Please work out how many lines include the word "outlines" in the entries, and reply with only the count.

Collected data:
===============

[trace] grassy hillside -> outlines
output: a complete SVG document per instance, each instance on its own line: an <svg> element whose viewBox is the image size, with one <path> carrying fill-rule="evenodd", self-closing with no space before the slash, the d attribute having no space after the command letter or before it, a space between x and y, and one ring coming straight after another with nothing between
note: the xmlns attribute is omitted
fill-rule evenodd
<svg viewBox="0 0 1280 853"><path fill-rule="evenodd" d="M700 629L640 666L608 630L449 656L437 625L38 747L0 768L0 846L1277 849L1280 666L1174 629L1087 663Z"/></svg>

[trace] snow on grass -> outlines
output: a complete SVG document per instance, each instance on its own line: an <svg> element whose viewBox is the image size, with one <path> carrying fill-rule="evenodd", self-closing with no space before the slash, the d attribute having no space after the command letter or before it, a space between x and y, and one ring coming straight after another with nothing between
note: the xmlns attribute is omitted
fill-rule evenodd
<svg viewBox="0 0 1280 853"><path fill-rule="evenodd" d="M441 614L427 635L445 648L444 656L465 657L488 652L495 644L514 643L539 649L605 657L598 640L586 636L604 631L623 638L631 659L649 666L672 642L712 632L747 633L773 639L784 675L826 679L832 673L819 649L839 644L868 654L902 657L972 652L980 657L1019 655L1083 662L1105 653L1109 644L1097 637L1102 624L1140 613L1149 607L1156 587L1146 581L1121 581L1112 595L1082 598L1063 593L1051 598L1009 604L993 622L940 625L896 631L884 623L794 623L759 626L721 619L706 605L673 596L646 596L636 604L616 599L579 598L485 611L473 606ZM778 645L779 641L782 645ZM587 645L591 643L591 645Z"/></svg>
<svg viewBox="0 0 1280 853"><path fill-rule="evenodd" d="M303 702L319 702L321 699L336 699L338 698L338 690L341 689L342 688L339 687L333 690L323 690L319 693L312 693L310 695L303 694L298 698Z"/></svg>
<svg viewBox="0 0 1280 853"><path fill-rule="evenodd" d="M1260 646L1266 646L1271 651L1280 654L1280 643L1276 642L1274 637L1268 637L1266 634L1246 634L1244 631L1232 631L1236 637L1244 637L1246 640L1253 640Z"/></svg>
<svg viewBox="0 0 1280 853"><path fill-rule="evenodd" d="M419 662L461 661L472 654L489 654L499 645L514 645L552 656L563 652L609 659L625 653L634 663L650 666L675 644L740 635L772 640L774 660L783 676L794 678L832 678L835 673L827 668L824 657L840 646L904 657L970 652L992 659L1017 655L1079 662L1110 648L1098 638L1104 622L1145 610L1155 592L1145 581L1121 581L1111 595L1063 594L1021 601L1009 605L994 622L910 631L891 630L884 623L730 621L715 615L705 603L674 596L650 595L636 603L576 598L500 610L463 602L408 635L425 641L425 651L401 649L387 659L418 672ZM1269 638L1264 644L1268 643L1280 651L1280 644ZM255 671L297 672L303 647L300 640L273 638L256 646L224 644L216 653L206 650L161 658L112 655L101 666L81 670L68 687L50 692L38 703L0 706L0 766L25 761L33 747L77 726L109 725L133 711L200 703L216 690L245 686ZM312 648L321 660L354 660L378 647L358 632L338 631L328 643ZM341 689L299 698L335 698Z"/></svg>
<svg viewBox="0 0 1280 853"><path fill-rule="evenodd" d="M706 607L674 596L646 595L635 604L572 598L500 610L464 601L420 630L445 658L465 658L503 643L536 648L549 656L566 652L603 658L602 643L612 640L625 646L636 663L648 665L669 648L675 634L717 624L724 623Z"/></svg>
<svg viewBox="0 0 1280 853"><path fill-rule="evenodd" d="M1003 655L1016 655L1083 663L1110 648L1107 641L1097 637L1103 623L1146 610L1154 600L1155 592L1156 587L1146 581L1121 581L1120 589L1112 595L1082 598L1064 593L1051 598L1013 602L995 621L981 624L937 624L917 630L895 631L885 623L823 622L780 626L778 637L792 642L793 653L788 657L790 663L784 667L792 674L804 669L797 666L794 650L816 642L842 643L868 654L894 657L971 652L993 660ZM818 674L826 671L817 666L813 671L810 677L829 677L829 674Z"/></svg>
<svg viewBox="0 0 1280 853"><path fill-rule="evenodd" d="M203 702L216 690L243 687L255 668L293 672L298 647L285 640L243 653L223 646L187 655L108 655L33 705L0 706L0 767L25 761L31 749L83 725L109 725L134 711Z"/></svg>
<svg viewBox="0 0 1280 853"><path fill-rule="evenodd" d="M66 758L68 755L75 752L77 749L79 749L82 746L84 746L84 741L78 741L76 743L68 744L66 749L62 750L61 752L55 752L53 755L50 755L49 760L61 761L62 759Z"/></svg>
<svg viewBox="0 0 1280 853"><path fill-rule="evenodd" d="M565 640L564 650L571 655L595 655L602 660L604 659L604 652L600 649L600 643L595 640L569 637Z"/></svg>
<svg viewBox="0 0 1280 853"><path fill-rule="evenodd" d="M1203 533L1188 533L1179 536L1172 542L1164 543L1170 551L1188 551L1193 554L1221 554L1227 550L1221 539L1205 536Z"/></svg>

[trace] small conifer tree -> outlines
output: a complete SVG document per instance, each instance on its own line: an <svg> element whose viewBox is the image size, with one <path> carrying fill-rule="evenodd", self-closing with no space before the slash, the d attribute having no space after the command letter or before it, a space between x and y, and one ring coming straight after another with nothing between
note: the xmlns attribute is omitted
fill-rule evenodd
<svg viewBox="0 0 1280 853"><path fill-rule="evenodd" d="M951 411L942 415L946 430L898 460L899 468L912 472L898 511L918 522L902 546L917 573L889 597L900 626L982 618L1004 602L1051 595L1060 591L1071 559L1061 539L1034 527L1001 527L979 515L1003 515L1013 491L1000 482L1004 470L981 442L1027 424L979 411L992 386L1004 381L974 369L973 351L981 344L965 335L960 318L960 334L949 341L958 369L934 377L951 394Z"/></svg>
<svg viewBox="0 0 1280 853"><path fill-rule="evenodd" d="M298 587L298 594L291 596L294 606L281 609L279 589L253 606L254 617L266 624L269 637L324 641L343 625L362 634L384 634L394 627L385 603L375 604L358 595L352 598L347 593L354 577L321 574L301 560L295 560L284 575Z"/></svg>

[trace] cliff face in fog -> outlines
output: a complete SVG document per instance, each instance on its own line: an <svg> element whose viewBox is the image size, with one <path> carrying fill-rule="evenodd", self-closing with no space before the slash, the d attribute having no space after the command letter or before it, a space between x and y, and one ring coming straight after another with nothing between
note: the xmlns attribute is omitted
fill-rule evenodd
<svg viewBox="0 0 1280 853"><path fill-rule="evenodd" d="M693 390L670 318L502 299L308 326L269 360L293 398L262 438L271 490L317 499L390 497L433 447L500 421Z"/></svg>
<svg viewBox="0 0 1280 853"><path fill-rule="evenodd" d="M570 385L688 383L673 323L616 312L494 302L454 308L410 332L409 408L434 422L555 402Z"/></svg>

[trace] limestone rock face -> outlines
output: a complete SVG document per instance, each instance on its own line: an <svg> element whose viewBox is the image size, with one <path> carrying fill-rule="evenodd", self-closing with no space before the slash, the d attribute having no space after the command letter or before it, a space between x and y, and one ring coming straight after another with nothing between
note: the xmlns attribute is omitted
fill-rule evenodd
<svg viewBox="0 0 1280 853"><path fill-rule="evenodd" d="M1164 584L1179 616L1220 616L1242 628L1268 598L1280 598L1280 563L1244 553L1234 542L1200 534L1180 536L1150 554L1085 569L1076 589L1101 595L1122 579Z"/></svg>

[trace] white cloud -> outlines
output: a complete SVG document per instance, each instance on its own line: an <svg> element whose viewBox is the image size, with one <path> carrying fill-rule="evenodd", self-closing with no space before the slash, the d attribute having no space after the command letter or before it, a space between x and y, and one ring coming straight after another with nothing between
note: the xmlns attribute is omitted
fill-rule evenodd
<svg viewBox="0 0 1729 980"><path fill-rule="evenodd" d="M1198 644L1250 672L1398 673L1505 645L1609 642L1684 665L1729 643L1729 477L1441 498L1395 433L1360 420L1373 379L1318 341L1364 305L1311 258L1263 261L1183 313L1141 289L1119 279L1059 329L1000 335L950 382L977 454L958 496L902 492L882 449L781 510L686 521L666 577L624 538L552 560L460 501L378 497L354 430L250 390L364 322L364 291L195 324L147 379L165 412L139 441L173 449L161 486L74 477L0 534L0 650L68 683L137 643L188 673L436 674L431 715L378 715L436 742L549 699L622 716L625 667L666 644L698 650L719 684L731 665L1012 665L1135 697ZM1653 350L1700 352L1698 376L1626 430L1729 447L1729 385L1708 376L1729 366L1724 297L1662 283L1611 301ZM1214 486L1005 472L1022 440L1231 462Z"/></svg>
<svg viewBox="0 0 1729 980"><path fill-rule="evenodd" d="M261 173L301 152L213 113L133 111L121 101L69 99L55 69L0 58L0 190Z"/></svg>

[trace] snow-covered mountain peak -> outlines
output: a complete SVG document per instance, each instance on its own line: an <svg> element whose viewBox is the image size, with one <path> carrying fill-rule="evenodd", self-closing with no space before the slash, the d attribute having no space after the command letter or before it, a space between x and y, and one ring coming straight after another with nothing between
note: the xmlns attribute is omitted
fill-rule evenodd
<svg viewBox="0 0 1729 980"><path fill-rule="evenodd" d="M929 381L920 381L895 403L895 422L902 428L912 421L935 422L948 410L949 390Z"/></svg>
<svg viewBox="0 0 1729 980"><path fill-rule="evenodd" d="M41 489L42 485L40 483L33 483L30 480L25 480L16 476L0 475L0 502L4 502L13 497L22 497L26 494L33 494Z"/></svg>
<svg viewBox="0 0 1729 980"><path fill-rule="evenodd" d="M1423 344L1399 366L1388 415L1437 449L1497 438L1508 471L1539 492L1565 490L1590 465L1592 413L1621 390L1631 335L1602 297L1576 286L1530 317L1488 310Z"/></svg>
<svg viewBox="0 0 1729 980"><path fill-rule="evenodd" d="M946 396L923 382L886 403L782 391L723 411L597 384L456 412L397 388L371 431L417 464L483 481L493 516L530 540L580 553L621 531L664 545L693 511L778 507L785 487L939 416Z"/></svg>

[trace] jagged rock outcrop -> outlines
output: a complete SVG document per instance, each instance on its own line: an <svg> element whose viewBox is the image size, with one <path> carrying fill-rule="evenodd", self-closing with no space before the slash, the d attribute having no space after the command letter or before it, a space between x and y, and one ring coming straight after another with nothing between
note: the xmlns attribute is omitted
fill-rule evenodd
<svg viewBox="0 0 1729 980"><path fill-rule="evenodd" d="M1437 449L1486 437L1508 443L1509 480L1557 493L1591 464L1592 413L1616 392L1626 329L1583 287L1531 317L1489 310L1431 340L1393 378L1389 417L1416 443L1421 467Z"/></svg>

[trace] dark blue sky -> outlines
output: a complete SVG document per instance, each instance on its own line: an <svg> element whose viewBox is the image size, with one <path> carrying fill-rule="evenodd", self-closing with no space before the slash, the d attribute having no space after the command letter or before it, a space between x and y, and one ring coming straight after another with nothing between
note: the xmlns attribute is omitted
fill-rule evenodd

===============

Solution:
9